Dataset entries
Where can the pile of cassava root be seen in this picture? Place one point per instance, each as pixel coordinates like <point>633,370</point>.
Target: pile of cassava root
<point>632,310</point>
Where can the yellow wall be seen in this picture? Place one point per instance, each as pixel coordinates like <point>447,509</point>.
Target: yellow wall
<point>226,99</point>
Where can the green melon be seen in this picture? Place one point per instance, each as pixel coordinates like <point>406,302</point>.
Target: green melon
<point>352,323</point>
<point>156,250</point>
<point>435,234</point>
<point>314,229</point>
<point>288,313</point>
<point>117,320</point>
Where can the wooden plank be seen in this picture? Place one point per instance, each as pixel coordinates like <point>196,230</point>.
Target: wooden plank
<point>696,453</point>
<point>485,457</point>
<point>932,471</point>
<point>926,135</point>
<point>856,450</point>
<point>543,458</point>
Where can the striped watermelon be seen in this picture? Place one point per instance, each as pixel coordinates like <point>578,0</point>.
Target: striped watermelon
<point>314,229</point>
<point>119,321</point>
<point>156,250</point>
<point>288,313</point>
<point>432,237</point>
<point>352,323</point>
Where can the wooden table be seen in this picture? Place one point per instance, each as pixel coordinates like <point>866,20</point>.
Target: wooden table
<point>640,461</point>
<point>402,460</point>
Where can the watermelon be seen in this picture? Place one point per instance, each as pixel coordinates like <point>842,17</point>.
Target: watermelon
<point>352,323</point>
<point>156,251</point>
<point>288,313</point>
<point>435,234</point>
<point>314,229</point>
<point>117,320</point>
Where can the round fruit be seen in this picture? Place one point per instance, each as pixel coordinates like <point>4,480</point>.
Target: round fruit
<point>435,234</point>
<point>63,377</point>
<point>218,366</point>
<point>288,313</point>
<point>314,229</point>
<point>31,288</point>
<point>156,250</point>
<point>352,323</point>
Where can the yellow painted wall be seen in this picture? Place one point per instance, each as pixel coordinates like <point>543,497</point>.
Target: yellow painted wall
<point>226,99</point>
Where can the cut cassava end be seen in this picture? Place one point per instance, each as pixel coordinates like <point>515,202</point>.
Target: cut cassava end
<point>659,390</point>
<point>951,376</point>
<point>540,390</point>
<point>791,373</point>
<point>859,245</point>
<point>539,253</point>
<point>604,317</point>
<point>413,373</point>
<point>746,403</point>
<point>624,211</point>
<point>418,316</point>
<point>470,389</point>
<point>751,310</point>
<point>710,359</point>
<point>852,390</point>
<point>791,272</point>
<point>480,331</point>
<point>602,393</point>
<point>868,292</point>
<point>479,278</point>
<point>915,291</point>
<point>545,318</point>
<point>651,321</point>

TASK INSTRUCTIONS: Using the entries above, please restate each one word for word.

ANSWER:
Where can the pile of cassava root be seen in this picture? Place one point per instance, each as pixel coordinates like <point>633,370</point>.
Target: pile of cassava root
<point>632,310</point>
Where can the yellow wall be seen in this picture? Place one point per instance, each as pixel coordinates like <point>447,509</point>.
Target: yellow wall
<point>226,99</point>
Where can the green melon be seen in this picture? Place one point per instance, each as pixel coordinates like <point>406,302</point>.
Target: green melon
<point>352,323</point>
<point>156,250</point>
<point>435,234</point>
<point>314,229</point>
<point>288,313</point>
<point>117,320</point>
Where can the wooden plank be seen in this picture? Place one point per instance, each as pixel coordinates like <point>196,230</point>.
Target: wooden plank
<point>696,453</point>
<point>485,457</point>
<point>932,471</point>
<point>926,135</point>
<point>856,450</point>
<point>543,458</point>
Where can the striped watermelon be seen in this picture? Place one point per instance, each as pixel coordinates like <point>578,0</point>.
Target: striped watermelon
<point>314,229</point>
<point>119,321</point>
<point>156,250</point>
<point>288,313</point>
<point>432,237</point>
<point>352,323</point>
Where can the wooden table be seen in this picture? Place one point per instance, each as pixel coordinates like <point>866,20</point>.
Target: wooden table
<point>640,461</point>
<point>402,460</point>
Where can the watermelon be seen in this picture? Place one point per instance, each as pixel coordinates like <point>842,17</point>.
Target: watermelon
<point>352,323</point>
<point>156,251</point>
<point>288,313</point>
<point>435,234</point>
<point>314,229</point>
<point>117,320</point>
Where can the round fruit be seen in this picture? Place one point per instance, each as pixel coordinates like <point>4,480</point>.
Target: round fruit
<point>435,234</point>
<point>63,377</point>
<point>218,366</point>
<point>288,313</point>
<point>314,229</point>
<point>31,288</point>
<point>156,250</point>
<point>352,323</point>
Where can the yellow painted wall be seen in this picture? Place one point per instance, each as pixel coordinates like <point>543,497</point>.
Target: yellow painted wall
<point>226,99</point>
Where can the cut cassava end be seen in this picture? Place one point per instance, each as pixel coordinates like <point>515,202</point>.
Target: cut cassava end
<point>659,390</point>
<point>951,376</point>
<point>540,390</point>
<point>791,373</point>
<point>859,245</point>
<point>539,253</point>
<point>604,317</point>
<point>413,373</point>
<point>746,403</point>
<point>624,211</point>
<point>418,316</point>
<point>470,389</point>
<point>751,310</point>
<point>710,359</point>
<point>852,390</point>
<point>791,272</point>
<point>480,331</point>
<point>602,393</point>
<point>868,292</point>
<point>479,278</point>
<point>915,291</point>
<point>545,318</point>
<point>651,321</point>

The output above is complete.